====== Records for the exercise ======
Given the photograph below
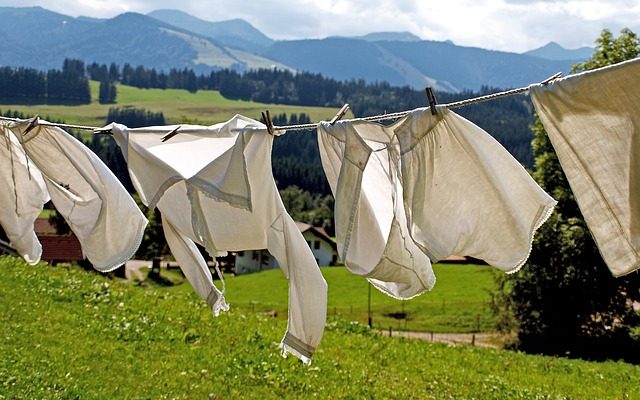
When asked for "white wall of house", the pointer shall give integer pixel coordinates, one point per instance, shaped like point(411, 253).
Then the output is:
point(321, 249)
point(252, 261)
point(257, 260)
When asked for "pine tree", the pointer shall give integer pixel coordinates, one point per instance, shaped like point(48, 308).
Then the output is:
point(107, 93)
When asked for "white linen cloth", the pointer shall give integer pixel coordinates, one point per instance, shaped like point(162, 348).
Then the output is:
point(98, 209)
point(427, 185)
point(593, 122)
point(464, 193)
point(22, 197)
point(214, 186)
point(361, 163)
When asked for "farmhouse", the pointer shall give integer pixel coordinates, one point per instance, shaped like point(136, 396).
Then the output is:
point(322, 246)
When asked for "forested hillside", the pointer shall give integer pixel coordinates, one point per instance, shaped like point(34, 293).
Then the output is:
point(295, 155)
======
• Your objective:
Repeat all of the data above verbatim, leaving the pictures out of your answer.

• Task answer:
Given the photograph below
When asked for "white wall of house", the pointer shall give integer pixel coordinates, one point per instance, shaped like point(411, 253).
Then the output is:
point(321, 249)
point(252, 261)
point(257, 260)
When asked for "pine tree", the pointer shall give integer pixel coordinates, one point per instance, shaped like point(48, 308).
Then the output is:
point(107, 93)
When asked for "white linen cloth", the pointer shall give integer pixel coordinates, one point per instance, shaped like point(162, 348).
Then the output is:
point(98, 209)
point(427, 185)
point(593, 122)
point(464, 193)
point(22, 197)
point(214, 186)
point(361, 163)
When asked for "farmhouse", the pointer shall give integer pixel coordinates, one point per instance, shaped like point(136, 396).
Then the output is:
point(322, 246)
When asked for "forested hillside", the pointer shall give integer pixel coordinates, one point per instance, shaped like point(34, 293).
Then the output is:
point(295, 155)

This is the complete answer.